(EXERCISE DETAILS)
Could you carry on the comment thread below about photographing street artists in Montmartre, picking up after its last comment?

— Begin GIVEN TEXT —

Photos 2 and 3 remain me of an episode about twelve years ago. I snapped a general view of Montmartre including paintings and lady artist standing by her pictures. Big mistake, she got stuck into me for doing so. At the time I was using film camera so no way of deleting the picture, so I apologise and walked away.
Technically she was correct. But my epxerience is that a smile and an unspoken request for permission goes a long way towards getting an also unspoken approval. But once, on that same spot (place du tertre, in Montmartre, before its latest and shameless commercialisation), the exhibotor waved me off, and I just bought his approval with a 10€ note. Not a high prcie to pay for a picture I really like, if I do it only sparingly. And, guess what, even Pascal likes that shot. That is really saying something!
Philippe, do these comments relate to the FE or the Otus? I was confused, I couldn’t relate them to the FE because you’ve only just started with it, and I was thrown by the sentence in the middle.

— End GIVEN TEXT —
— Begin DATA SHOWN —

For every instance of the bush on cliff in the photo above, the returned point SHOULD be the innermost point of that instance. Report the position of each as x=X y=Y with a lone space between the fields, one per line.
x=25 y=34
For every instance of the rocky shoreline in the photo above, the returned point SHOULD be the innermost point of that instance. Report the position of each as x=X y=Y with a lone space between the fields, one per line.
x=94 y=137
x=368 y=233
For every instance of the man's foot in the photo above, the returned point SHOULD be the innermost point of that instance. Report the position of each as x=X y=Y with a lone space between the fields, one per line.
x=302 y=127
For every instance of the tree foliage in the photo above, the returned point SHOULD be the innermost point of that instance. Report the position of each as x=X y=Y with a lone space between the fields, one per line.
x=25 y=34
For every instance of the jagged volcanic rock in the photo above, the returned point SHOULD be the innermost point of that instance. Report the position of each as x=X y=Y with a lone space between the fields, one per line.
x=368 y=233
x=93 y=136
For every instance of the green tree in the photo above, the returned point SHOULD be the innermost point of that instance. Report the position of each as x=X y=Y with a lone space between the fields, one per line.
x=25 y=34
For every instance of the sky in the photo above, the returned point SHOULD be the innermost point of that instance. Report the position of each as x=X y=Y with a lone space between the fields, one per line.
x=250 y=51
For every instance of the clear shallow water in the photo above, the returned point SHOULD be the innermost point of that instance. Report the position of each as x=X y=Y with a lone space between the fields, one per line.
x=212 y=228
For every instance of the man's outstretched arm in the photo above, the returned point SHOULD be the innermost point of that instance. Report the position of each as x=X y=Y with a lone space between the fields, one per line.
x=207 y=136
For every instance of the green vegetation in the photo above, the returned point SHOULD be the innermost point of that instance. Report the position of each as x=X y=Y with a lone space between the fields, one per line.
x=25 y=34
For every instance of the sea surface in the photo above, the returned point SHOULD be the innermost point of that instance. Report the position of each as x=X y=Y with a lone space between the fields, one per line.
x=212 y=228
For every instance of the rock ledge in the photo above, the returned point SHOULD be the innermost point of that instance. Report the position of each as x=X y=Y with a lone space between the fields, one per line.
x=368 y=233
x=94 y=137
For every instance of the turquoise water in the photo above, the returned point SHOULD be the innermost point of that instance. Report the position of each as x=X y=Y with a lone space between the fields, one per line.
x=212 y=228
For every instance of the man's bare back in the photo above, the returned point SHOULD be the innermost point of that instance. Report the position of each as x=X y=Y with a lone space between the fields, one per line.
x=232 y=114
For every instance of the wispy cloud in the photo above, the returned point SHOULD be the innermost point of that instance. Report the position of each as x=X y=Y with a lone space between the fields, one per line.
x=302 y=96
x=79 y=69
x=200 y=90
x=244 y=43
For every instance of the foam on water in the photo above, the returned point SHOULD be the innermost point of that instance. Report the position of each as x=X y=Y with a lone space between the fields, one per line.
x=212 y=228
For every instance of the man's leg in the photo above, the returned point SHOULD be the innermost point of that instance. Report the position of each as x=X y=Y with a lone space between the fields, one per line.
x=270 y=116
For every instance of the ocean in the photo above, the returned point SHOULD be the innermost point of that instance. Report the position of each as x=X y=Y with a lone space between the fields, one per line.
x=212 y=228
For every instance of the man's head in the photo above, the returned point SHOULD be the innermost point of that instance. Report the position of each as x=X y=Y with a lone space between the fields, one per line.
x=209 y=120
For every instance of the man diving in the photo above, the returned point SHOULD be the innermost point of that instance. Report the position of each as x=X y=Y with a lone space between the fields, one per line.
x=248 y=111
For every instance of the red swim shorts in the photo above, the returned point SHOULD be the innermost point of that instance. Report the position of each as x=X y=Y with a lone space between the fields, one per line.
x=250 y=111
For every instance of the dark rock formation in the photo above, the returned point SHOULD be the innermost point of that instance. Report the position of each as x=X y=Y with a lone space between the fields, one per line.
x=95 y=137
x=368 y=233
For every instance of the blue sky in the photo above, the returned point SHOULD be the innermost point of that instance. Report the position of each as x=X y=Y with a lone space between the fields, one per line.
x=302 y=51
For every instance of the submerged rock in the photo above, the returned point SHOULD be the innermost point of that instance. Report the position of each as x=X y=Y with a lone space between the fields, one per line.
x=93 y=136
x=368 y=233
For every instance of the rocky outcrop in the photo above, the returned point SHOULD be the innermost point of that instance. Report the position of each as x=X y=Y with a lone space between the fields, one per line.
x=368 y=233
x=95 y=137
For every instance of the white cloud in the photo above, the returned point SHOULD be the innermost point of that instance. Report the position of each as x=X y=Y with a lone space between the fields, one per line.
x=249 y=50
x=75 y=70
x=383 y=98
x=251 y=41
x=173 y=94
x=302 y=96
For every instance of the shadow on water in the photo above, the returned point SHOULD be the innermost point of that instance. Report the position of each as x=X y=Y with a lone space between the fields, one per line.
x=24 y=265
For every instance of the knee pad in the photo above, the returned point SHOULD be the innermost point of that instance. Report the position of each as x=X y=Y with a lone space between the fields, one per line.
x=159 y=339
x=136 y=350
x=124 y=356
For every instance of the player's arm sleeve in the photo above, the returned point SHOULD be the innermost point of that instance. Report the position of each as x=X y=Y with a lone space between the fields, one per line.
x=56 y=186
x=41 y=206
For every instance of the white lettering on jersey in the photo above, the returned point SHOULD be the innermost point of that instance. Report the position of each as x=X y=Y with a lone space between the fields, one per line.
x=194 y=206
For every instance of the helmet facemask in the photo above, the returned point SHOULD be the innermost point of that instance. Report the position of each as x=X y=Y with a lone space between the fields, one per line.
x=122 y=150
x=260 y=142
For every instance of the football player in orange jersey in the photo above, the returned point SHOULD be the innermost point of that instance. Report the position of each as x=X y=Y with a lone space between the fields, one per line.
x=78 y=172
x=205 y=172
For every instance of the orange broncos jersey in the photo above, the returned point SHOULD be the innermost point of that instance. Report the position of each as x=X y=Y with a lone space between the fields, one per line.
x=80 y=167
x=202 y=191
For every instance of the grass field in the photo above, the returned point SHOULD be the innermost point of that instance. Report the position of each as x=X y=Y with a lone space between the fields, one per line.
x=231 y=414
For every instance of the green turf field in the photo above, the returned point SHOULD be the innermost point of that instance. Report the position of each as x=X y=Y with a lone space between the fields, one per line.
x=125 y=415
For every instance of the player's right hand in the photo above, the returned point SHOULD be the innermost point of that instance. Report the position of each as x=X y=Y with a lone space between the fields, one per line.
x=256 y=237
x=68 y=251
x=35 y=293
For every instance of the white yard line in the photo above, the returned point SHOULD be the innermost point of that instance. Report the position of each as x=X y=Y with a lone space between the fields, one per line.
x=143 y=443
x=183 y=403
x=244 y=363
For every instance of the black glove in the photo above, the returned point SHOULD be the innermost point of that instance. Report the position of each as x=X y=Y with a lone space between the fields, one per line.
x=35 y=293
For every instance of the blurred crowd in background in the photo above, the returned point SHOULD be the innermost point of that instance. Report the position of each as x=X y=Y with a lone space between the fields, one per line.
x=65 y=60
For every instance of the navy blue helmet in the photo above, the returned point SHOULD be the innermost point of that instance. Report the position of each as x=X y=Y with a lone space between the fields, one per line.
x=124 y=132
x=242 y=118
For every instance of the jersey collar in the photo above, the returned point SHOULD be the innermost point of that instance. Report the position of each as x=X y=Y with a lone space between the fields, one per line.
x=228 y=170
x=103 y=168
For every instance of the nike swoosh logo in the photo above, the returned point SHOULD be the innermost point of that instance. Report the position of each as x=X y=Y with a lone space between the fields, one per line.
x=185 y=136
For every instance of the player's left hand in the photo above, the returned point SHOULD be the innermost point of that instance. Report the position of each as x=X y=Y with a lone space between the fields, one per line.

— End DATA SHOWN —

(REPLY TO THE TASK)
that), let me tell you what is not right, or at least not perfect with that lens. First there is a modest amount of CA, even in the plane of sharpness. It is not critical, it is easy to cure, it may be a bit less than the already superlative Milvus 85, but we’d all prefer that it weren’t there, and there isn’t any in true APO designs (a claim that Sony don’t make). Then I found something unexpected. Some files looked slightly “dead”, or “artificial”, especially with regards to colours. It took me some time to map out colour and contrast treatment in post to get it to the point where I really like it, though, now that I am there, it takes me no more time to process those files than any other. YMMV.
Pete, the text you are referring to references the FE 85, not the Otus. With the latter, there is no CA in the plane of sharpness, for example, as befits an APO lens.
Thanks for clarifying that – one day when I’m rich, I want to get the uber 85 from Zeiss, and I subsided into shock in my confusion, reading that passage.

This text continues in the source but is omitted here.